» **TO DO**: Render every entry verbatim.

» **DATA SHOWN**:
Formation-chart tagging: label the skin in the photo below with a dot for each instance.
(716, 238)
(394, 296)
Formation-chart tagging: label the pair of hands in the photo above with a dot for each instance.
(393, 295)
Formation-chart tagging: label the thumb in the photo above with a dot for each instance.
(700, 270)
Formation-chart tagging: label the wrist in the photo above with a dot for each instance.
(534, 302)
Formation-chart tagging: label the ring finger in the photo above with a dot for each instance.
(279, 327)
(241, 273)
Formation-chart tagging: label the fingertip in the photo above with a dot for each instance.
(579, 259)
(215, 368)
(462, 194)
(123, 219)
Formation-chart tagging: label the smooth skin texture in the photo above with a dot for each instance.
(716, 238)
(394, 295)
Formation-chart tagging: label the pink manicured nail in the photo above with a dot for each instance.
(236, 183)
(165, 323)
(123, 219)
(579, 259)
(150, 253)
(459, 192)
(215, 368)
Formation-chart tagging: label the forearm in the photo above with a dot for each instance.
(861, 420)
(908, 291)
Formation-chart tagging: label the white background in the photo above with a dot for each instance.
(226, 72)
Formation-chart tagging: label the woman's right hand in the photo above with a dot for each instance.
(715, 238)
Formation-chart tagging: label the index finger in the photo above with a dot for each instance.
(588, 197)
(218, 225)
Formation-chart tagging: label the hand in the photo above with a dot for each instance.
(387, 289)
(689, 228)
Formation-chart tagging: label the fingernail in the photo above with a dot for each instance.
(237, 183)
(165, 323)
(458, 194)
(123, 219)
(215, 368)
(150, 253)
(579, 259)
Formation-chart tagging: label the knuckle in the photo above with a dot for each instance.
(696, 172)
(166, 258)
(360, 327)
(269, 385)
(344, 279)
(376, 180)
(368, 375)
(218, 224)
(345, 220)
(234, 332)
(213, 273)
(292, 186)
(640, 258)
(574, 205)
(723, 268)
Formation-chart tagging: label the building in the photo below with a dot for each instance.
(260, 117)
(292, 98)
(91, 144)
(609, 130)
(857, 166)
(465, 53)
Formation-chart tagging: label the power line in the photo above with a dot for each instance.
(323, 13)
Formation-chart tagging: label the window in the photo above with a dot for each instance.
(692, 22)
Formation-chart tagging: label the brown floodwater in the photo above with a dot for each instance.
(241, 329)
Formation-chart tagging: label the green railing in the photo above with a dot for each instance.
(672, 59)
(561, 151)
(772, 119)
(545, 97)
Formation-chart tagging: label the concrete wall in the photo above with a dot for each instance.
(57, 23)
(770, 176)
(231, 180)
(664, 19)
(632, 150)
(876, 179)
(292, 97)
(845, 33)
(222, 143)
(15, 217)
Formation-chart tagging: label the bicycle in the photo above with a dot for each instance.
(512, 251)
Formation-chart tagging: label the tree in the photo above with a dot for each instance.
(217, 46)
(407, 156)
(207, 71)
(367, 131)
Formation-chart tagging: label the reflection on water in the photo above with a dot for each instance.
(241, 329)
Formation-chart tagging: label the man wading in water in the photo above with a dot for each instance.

» **SOLUTION TO THIS TASK**:
Formation-chart tagging: label the skin in the photo below with a dot for each instance.
(716, 238)
(394, 296)
Formation-chart tagging: label the pair of hands in the photo above with a dot for each instance.
(393, 295)
Formation-chart tagging: label the thumb in the photo above with a dot for each instance.
(700, 270)
Formation-chart tagging: label the wrist in the photo above with a dot for each instance.
(534, 302)
Formation-chart tagging: label the ring finger in the photo above with a dot for each instance.
(279, 327)
(241, 273)
Formation-chart tagging: label the fingertip in the photo above with a dot for each instance.
(579, 259)
(215, 368)
(462, 194)
(123, 219)
Formation-chart tagging: label the smooth skin texture in the photo above with a dot for each instance.
(716, 238)
(394, 295)
Formation-chart tagging: label the pink manicured nail in the photo above with a dot for each instance.
(236, 183)
(165, 323)
(123, 219)
(579, 259)
(150, 253)
(459, 192)
(215, 368)
Formation-chart tagging: label the forearm in the photo above with a dot for each instance.
(861, 420)
(908, 291)
Formation-chart tagging: label the white background in the photo above with a dot for each instance.
(226, 72)
Formation-chart tagging: label the woman's right hand in the photo above with a dot for each instance.
(715, 238)
Formation-chart tagging: label the index finger in the photo above with a dot for each instance.
(588, 197)
(218, 225)
Formation-chart tagging: label the hand in the photo above with a dot for each instance.
(387, 289)
(689, 228)
Formation-chart tagging: label the fingernail in the photo above with a dot for each instance.
(237, 183)
(165, 323)
(458, 194)
(123, 219)
(215, 368)
(150, 253)
(579, 259)
Formation-chart tagging: label the knuckle in the photo above with a dot for each instance.
(696, 172)
(166, 258)
(360, 327)
(269, 385)
(344, 279)
(376, 180)
(368, 375)
(218, 224)
(345, 220)
(234, 332)
(213, 273)
(292, 186)
(640, 258)
(574, 205)
(723, 268)
Formation-chart tagging: label the building in the photo below with a dot for each instance.
(260, 117)
(292, 98)
(91, 144)
(609, 130)
(857, 166)
(465, 53)
Formation-chart tagging: label the power line in the photo above with a dot for each instance.
(323, 13)
Formation-chart tagging: label the window in the photo above with a dot for each instance.
(692, 22)
Formation-chart tagging: label the brown floodwater in the photo above with a dot for each instance.
(241, 329)
Formation-chart tagging: label the green railing in the photo above with a dot for each instance.
(672, 59)
(561, 151)
(772, 119)
(545, 97)
Formation-chart tagging: label the concrete wall in the photo above with a dot for each instance.
(57, 23)
(770, 176)
(231, 180)
(664, 19)
(632, 150)
(876, 179)
(292, 97)
(845, 33)
(222, 143)
(15, 217)
Formation-chart tagging: label the bicycle in the photo above with a dot for each instance.
(512, 251)
Formation-chart tagging: label the tree in the photo above with a dot for each instance.
(217, 46)
(407, 156)
(207, 71)
(367, 131)
Formation-chart tagging: label the reflection on water in the photo above with a dot for each instance.
(241, 329)
Formation-chart tagging: label the man wading in water in the photo above with a dot for each instance.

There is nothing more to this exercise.